Task description: Scan the records for the word "ceiling". Return each line where it is found.

Data for this exercise:

....

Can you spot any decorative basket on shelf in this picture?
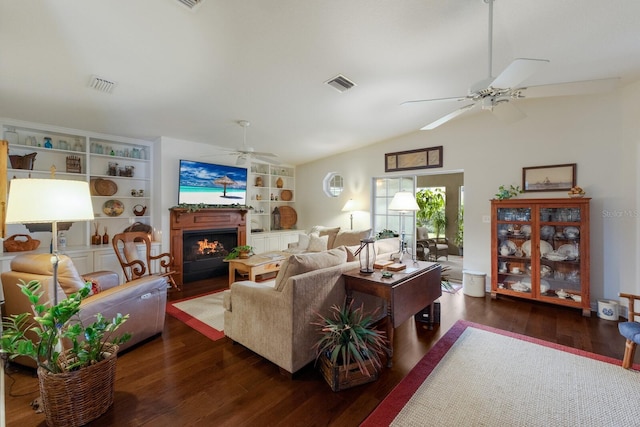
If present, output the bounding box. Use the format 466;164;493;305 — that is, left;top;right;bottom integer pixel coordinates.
4;234;41;252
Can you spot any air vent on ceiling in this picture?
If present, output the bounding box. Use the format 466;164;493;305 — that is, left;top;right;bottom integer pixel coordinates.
325;74;356;93
175;0;204;11
88;75;117;94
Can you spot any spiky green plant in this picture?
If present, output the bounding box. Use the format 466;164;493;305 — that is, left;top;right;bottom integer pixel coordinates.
313;300;388;377
0;280;130;374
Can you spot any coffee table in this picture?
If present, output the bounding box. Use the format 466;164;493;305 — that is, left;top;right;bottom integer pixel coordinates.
225;252;288;286
343;261;441;366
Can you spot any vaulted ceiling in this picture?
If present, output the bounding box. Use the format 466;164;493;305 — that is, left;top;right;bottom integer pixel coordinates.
1;0;639;165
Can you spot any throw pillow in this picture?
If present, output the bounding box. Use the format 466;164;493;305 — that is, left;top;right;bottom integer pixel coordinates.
318;226;341;249
307;234;329;252
333;228;372;248
297;233;311;250
274;247;347;291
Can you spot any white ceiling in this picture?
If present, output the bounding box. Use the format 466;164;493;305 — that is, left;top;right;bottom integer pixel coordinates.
1;0;639;165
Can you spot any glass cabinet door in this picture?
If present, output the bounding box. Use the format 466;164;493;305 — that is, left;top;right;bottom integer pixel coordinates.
538;206;582;302
496;207;532;295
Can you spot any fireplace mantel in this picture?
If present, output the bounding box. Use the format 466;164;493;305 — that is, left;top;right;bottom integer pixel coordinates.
170;208;247;285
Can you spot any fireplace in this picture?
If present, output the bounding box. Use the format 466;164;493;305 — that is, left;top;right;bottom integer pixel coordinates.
182;228;236;283
170;208;247;286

....

Solution:
Can you spot any air vent on ceiling in this picture?
Can you spot any vaulted ceiling in this picture?
Can you spot any white ceiling in this picture?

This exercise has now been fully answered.